[[ EXCERPTED TEXT, beginning ]]
Following this Waikato Round, he left the team to load up and get the buggy back to Kapiti, while he headed to The Springs just in time to climb into a car that a different crew had prepared and scrutineered, just in time to head out for the first Sprintcar race of the night.
When questioned about the future, it’s obvious Larsen is leaving his options wide open.
“We’re going to have a baby in a couple of weeks, so that’s going to change things a bit, and with the commitment to the Sprintcar, I can’t see us doing the full trials series next year, we’ll just be competing when we can.”
And, like every Speedway driver in the country, there is the lure of the USA. “There are a couple of big track drives on the bucket list,” he admits, “But I’m not sure the super intense “on the road” life of a full time professional is for me.”
[[ EXCERPTED TEXT, end ]]
[[ STUDY MATERIAL, beginning ]]
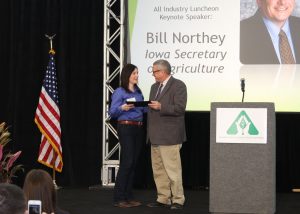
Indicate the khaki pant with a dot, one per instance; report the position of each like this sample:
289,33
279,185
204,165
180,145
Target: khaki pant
167,172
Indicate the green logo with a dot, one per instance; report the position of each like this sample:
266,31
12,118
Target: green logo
242,125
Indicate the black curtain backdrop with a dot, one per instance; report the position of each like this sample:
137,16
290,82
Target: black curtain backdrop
78,26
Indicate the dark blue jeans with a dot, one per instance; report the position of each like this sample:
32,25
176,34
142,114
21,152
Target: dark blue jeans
131,140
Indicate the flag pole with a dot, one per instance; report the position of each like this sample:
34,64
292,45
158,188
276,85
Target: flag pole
54,152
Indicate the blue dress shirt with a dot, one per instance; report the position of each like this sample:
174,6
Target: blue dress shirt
274,32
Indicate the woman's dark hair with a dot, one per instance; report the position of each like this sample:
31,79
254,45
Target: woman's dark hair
125,75
38,185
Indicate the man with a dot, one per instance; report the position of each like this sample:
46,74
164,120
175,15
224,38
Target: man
166,133
12,199
260,42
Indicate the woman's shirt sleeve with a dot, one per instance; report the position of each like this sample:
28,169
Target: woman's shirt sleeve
116,102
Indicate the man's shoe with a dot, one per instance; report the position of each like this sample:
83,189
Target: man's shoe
176,206
123,204
134,203
157,204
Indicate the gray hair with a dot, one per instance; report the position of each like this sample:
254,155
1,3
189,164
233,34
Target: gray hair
163,63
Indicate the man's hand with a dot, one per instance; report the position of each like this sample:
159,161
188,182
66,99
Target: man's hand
127,107
155,105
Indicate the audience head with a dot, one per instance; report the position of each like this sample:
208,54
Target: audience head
12,200
38,185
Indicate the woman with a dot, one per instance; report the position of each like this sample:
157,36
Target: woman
130,132
38,185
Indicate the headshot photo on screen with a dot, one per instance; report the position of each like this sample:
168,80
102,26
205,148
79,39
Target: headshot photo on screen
270,32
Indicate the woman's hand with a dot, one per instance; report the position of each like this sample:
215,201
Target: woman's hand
127,107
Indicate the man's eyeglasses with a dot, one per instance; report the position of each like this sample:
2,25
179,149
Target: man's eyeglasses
154,72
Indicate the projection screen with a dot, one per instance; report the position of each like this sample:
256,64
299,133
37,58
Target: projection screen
201,40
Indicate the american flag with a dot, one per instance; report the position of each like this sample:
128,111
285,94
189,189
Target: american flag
47,118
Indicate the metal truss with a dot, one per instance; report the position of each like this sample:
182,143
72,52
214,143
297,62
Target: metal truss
114,43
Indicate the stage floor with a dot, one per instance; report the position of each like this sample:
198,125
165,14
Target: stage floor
99,200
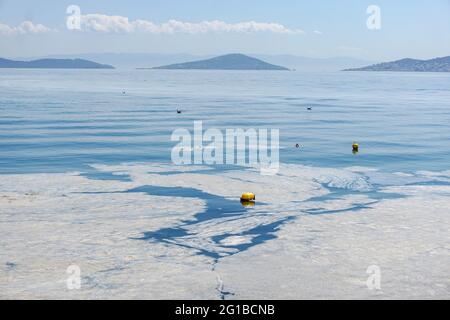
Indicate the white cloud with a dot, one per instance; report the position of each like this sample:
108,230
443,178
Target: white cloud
119,24
26,27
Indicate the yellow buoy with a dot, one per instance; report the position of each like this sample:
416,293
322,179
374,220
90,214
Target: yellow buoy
248,196
248,204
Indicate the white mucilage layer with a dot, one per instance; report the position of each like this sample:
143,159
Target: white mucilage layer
51,221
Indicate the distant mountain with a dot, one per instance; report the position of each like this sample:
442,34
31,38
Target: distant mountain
308,64
235,61
53,64
150,60
410,65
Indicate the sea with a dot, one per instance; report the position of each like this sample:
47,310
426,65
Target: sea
103,137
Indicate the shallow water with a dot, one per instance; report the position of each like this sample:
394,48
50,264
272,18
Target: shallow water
127,204
57,121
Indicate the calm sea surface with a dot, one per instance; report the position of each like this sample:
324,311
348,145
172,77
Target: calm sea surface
66,120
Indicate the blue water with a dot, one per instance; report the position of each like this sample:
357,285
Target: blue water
[[ STUDY MATERIAL, end ]]
### WORK REQUIRED
Carry on the article about Larsen's trials and Sprintcar racing, picking up after its final sentence.

### FINAL ANSWER
With Hermansen and Larsen heading up in the placings, and Huckstep and Cameron both heading down, things were getting complicated in the top 10.
The Masons and Scott Biggs stayed in 4th and 5th respectively, as Huckstep dropped four places to 7th, courtesy of a maximum 100 point penalty on a deceptive stage 26, that also caught out Cameron and Jarred Biggs.
It was never going to be easy for Huckstep to hold his position, as an injury to Hofstee in the pits meant he could not compete in the afternoon stages. As Rowan explained, “At lunch Hendrik was putting the dust cap back on the end of axle and put his back out, so i was on the hunt for a new navi for the afternoon. Walking down the pits I see a truck on trailer, and that’s when I met Duncan Bradley. He agreed to jump, in so formalities done with stewards and we were all go.
It was going great till that mistake on 26. “I was furious with myself” admits Huckstep. “We could see where most of the teams had gone around a ledge right at the start, but I said ‘We can jump straight up here’”
“Turns out we couldn’t.”
“I said to Duncan, ‘my mistake, we’ll just have to carry on’, but we were both gutted!”
That mistake cost the team a comfortable 3rd overall for the day.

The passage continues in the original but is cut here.